Requirements:
Restate the entries below verbatim.

Given data:
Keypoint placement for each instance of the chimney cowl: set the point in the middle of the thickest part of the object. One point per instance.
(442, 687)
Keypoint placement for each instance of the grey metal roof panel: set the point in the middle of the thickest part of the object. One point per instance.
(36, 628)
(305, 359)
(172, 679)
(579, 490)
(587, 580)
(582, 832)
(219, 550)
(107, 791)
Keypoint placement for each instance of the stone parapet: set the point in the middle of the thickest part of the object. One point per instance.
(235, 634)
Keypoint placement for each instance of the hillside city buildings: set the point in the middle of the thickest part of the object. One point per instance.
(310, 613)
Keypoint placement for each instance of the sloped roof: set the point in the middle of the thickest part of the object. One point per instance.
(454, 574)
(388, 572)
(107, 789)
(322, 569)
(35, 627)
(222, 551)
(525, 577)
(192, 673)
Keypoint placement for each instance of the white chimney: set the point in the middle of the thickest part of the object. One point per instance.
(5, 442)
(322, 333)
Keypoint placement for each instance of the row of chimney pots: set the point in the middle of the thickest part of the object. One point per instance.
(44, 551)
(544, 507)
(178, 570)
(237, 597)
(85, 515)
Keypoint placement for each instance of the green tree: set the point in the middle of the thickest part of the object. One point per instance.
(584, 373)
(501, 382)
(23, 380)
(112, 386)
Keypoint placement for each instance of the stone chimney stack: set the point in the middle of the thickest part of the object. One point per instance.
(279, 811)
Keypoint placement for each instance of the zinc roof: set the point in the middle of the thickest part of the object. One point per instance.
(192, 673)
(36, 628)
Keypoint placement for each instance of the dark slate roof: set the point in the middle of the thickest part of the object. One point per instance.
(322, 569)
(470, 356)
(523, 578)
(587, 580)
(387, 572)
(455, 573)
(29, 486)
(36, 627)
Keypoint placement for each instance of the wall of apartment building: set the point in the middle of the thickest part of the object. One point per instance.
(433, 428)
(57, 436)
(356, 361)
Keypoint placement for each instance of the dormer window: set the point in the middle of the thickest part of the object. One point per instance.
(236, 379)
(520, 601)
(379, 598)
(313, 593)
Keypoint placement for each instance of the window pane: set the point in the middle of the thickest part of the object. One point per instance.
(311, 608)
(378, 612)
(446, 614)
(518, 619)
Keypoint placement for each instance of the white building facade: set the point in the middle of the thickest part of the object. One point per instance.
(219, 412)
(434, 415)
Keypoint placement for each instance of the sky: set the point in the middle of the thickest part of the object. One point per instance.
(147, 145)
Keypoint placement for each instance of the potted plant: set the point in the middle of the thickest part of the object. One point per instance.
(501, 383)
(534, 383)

Solved problem:
Keypoint placement for each instance of the chimney cowl: set the point in the middle of the thickest part of the object. One point per instance.
(442, 687)
Keypoint placement for each instance of the grey metal roof panel: set the point in the middle of the thickest part of the object. One point per instance.
(36, 628)
(305, 359)
(172, 679)
(579, 490)
(587, 580)
(582, 832)
(219, 550)
(107, 791)
Keypoint placement for each instance of the stone parapet: set the point in the middle of the thickest part of the object. One point per instance.
(235, 634)
Keypoint placement for each instance of the hillside city buildings: set the point in the middle of the thickest part of the object. One point per instance.
(310, 613)
Keypoint placement for each instance of the sloped roof: set the point in the middle of the thickest part of the object. One point per instance.
(454, 574)
(388, 572)
(107, 789)
(322, 569)
(35, 627)
(222, 551)
(525, 577)
(192, 673)
Keypoint placement for each instance of the white chimney: set the point in the middle of the thickest part of the object. One point per instance.
(5, 442)
(322, 333)
Keypoint placement for each instance of the row of chimney pots: set the point in the middle of the thickest part of the object. One point per instance.
(44, 551)
(544, 507)
(178, 570)
(237, 597)
(85, 515)
Keypoint placement for each instance of the green tree: set the point in the middle of the thickest part of the object. One point per instance.
(584, 373)
(501, 382)
(23, 380)
(112, 386)
Keypoint placement for each instance of the stone chimney stack: set the point in the middle of the thickest part of the object. One point per instance.
(279, 811)
Keypoint placement for each instance of the zinc roof: set the point in the middle of the thickest part of the object. One point per instance.
(192, 673)
(36, 628)
Keypoint placement for each instance of the dark slate roof: set the point in the middle of the thickest part of the object. One point per instance.
(322, 569)
(470, 356)
(523, 578)
(587, 580)
(387, 572)
(455, 573)
(29, 486)
(36, 627)
Keypoint placement for each instance of the wall of apartment building: set the point in the middle of the thickest part of the object. One point per instance.
(433, 428)
(57, 436)
(356, 361)
Keypoint placement for each instance of the dormer window: set the point in the middle of the thickest part of the object. One point per instance.
(236, 379)
(520, 601)
(379, 598)
(313, 593)
Keypoint placement for each instance of the window pane: set the point in the middle of the thickest part of the object. One point per instance.
(311, 608)
(378, 612)
(446, 614)
(518, 619)
Keypoint placement for each instance of the white building facade: set the point in the middle of the thickest part of the object. One point per instance.
(219, 412)
(434, 415)
Keypoint placement for each instance of the sky: set the point in the middle of the thickest part of the object. One point per instance.
(147, 145)
Keypoint placement for each instance of the potted plant: set the point in the middle of the thickest part of the object. One point per instance.
(501, 383)
(534, 383)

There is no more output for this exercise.